(Records for the task begins)

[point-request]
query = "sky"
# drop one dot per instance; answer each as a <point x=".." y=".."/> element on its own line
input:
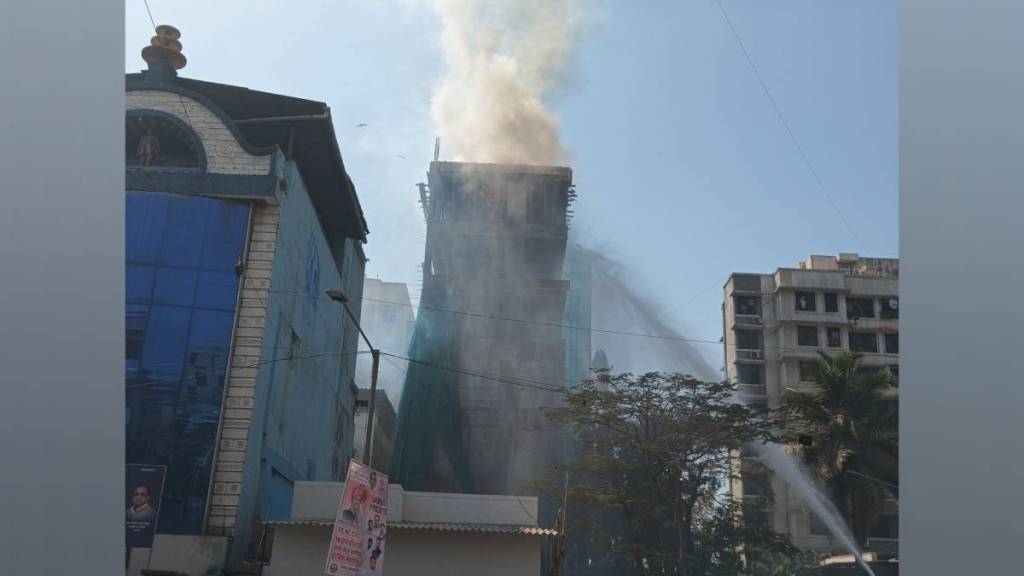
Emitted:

(Records for the task ends)

Assignment:
Your task is to collect every line above that contains the word "point".

Solution to the problem:
[point-request]
# drop one dot per instance; answer each as a <point x=".." y=".."/> element on its own line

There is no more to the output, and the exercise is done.